(Location annotation dataset excerpts)
** BEGIN **
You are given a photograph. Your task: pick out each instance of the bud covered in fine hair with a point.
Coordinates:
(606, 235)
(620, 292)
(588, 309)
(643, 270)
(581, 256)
** END **
▶ **Directive**
Put the records above into a two-column CSV with the header row request,answer and one row per request. Enclose each field in double quotes and replace every line break inside a field with a space.

▶ **Result of this task**
request,answer
"You are given a photograph. Your task: pick out each instance of the bud covered in fine hair with a point. Coordinates:","(606, 235) (620, 292) (588, 309) (643, 270) (581, 256)"